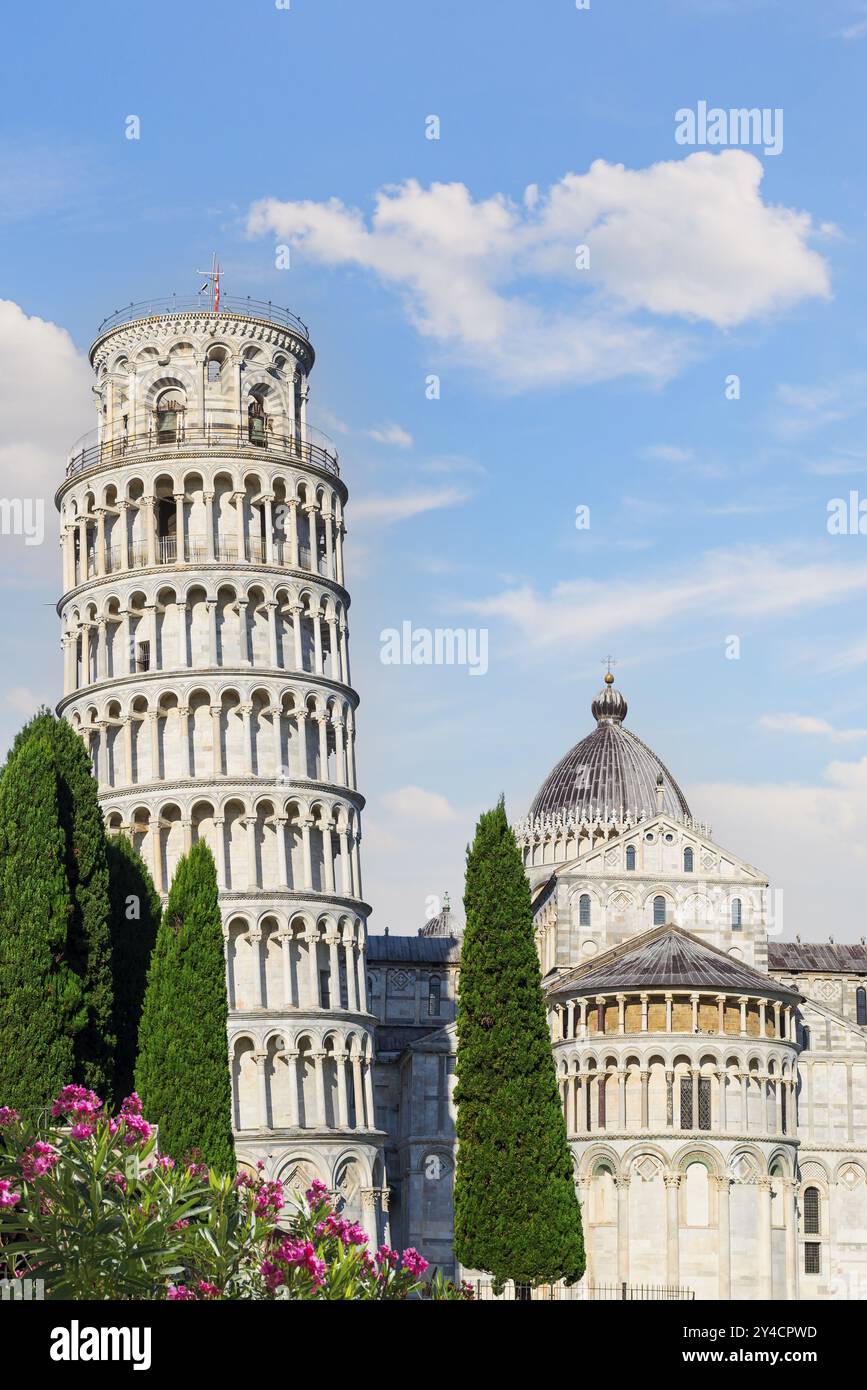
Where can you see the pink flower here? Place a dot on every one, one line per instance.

......

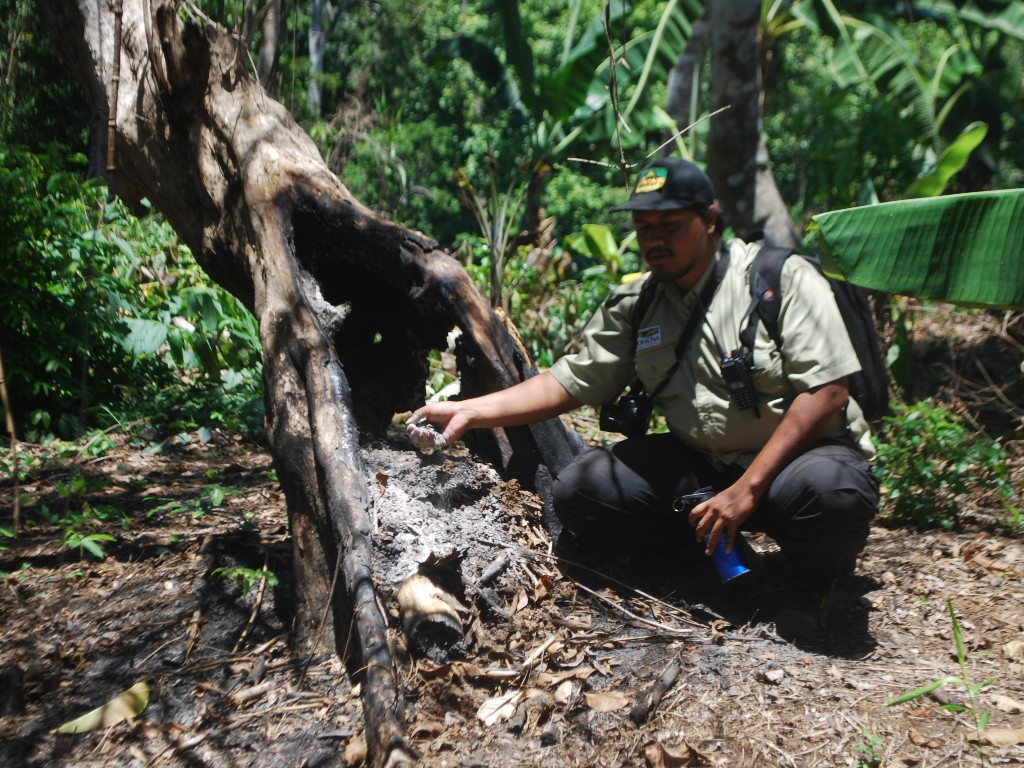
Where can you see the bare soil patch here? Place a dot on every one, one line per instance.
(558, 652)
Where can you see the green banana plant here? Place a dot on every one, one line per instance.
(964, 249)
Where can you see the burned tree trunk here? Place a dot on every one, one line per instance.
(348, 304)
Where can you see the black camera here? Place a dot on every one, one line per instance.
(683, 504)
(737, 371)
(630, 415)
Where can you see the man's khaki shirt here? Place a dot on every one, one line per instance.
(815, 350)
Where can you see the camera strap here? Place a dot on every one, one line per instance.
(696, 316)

......

** Instructions for the task **
Which lines of the records contain the string "camera" with matching case? Filter them out and copy each one in full.

** Completed task **
Where can you see the black camera here? Place a dot on every one, one line per instance.
Where can you see the camera strap here? Place a dot on every one, one line per instance.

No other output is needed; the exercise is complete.